> **Document section**

When we were discussing this problem on Committee stage a number of examples were brought forward of the incidence of the tax on various industries. I referred to the tax on elastic and on commercial and educational stationery. I do not wish to go over the arguments I used at that time, but anyone who has gone through the Schedule to the 1948 Finance Act, with its 35 different groups of commodities included in the Purchase Tax Scheme, must be amazed at the ingenuity of whoever it was who sorted these things out. Under group 10 we find: Window display papers, being fancy papers coated, stained, printed, embossed, laminated or otherwise decorated, including coated poster papers, but not including such papers cut to size suitable for use as box papers or as printing paper. Here is a great field in which the Chancellor can see what help he can bring to industry.

A matter which I did not raise in the previous debate is in regard to Purchase Tax on electric vehicles, a tax which was first imposed in July, 1950. I do not want anyone to get up and say that it was my party which imposed it. It was, but in 1950 they did not have the benefit of my advice. Since that tax was imposed there has been a very serious reduction in the manufacture and production of electric vehicles. Electric vehicles have the advantage that they are operated by a battery normally charged during the night hours and the current consumed while charging is welcomed by the generating authority as it helps in the efficient utilisation of generating plant during the off-peak periods.

Mr. Gerald Nabarro (Kidderminster)

Would the hon. Member agree that the amount of load used in charging the battery on account of the point he is making represents about one-thousandth part of 1 per cent.?

Mr. Blackburn

That is a very good point. I thank the hon. Member for making that point. It helps considerably.

Mr. Nabarro

It explodes the argument of the hon. Member.

Mr. Blackburn

No, it does not. Nothing is added to the load during the peak hours. I am sure the hon. Member will agree there.

Mr. Nabarro rose——

Mr. Blackburn

It is all right, the hon. Member will have a go later. I was pointing out the reduction there has been in the production of electric vehicles since the imposition of the tax in 1950. In 1950 there was a fall of 22.8 per cent. compared with 1949. The number dropped from 2,002 to 1,545. In 1951 there was a fall of 38.6 compared with 1949, and in January of this year—the only month for which I have figures of production—only 43 vehicles were produced.

The very heavy tax on electric vehicles places them at a serious disadvantage in competition with petrol-driven motors. The price of a 10 cwt. electric vehicle in 1950 was £614 and of a petrol vehicle £365. If we add the Purchase Tax, in the case of the electric vehicle the price goes up to £1,073 and, in the case of the petrol vehicle, to £494 10s. I am sure that other hon. Members will be able to produce numerous cases in which Purchase Tax is working very unfairly towards a certain industry. It may be working unfairly in regard to industry generally by putting a general tax on costs and unfairly as far as local authorities are concerned.

> **Task list**
1. Reproduce the Purchase Tax debate from "Mr. Gerald Nabarro" up to and including "It helps considerably.".
2. From the rows below, pick out and copy each line that contains the string "dark".

> **Record excerpts**
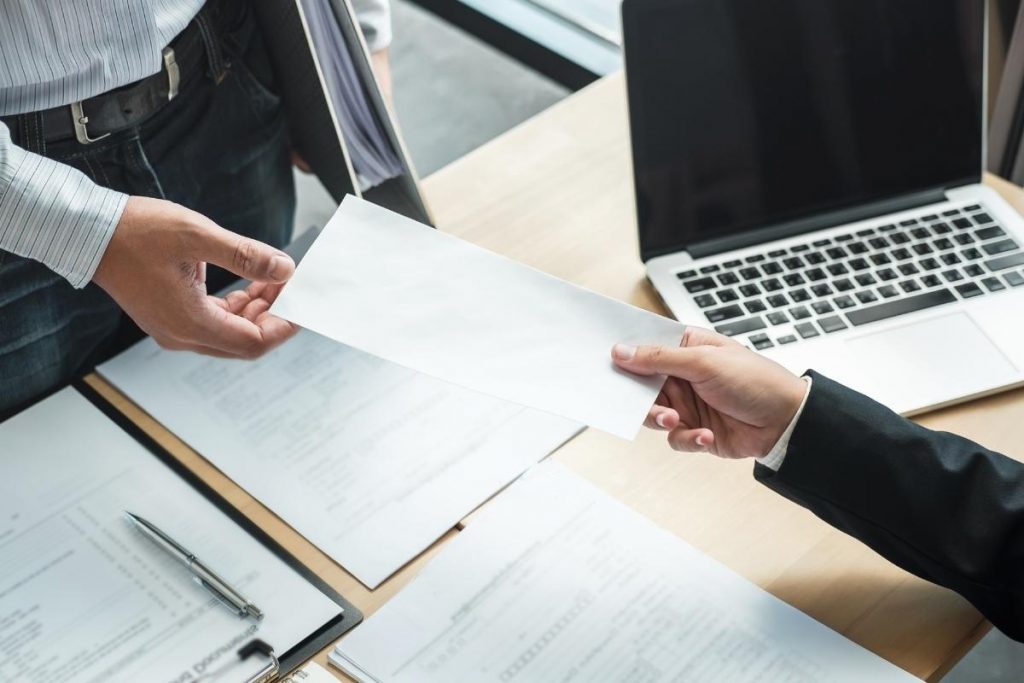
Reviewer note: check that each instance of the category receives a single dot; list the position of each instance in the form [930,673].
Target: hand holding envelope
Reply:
[431,302]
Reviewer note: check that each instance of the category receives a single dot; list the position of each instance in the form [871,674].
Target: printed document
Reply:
[555,582]
[369,461]
[431,302]
[86,598]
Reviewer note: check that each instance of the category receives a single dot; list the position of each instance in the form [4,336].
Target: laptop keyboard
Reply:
[825,286]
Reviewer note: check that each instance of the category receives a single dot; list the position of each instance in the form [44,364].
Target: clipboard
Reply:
[276,665]
[309,108]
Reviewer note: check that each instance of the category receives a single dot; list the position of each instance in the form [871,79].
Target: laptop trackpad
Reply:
[932,361]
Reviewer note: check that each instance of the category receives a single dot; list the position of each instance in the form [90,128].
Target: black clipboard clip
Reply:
[259,647]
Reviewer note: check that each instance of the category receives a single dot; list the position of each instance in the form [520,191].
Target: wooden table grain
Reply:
[556,193]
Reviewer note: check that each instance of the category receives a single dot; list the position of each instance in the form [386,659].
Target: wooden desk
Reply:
[556,194]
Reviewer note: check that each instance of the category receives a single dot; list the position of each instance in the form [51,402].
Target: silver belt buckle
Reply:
[81,122]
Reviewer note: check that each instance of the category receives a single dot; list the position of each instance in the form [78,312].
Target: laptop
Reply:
[809,182]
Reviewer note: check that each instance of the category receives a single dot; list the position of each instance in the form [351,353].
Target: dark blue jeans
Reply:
[220,148]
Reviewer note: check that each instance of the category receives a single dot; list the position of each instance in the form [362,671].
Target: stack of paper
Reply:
[556,582]
[374,160]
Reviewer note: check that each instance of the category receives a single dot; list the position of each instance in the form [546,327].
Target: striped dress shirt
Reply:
[55,52]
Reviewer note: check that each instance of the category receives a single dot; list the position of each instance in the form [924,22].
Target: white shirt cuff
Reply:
[773,460]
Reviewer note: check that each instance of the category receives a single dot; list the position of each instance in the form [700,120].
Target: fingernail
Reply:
[281,267]
[624,351]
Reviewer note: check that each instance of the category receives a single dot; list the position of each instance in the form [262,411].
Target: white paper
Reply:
[85,597]
[431,302]
[369,461]
[556,582]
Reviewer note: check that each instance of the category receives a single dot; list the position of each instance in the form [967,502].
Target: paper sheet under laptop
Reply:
[557,582]
[431,302]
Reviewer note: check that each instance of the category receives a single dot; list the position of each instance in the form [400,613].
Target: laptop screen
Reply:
[749,114]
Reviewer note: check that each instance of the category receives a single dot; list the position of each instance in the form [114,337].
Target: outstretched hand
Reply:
[720,396]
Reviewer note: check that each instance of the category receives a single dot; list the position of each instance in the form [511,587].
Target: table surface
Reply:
[556,194]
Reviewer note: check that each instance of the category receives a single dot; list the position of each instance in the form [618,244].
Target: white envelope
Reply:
[429,301]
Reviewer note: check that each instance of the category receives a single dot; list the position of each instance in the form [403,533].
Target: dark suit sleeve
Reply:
[937,505]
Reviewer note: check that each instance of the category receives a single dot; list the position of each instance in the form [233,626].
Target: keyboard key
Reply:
[725,313]
[822,307]
[909,286]
[794,262]
[993,284]
[1001,247]
[952,275]
[741,327]
[969,291]
[989,232]
[844,302]
[807,331]
[833,324]
[1004,262]
[800,313]
[900,307]
[821,290]
[700,285]
[843,285]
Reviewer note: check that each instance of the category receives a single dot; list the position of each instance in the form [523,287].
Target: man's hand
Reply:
[720,396]
[155,267]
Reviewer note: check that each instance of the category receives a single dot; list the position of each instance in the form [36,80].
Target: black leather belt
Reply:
[96,118]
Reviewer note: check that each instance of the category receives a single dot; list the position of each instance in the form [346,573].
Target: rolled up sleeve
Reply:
[375,19]
[54,214]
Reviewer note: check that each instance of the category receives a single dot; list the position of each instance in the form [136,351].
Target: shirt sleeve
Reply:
[375,19]
[54,214]
[773,460]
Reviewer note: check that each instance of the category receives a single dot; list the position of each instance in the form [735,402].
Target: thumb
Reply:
[246,258]
[686,364]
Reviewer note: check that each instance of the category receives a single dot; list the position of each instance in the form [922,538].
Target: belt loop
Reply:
[218,67]
[31,128]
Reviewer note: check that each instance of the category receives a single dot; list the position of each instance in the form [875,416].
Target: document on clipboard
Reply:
[84,597]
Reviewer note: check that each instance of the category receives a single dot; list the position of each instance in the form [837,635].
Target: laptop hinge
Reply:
[818,222]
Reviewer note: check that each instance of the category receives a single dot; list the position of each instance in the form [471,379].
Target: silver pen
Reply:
[202,573]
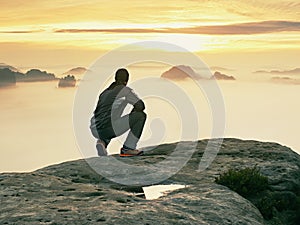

> **Correct answers**
1.
Mr. Gerald Nabarro (Kidderminster)

Would the hon. Member agree that the amount of load used in charging the battery on account of the point he is making represents about one-thousandth part of 1 per cent.?

Mr. Blackburn

That is a very good point. I thank the hon. Member for making that point. It helps considerably.

2.
Target: dark blue jeans
Target: dark suit sleeve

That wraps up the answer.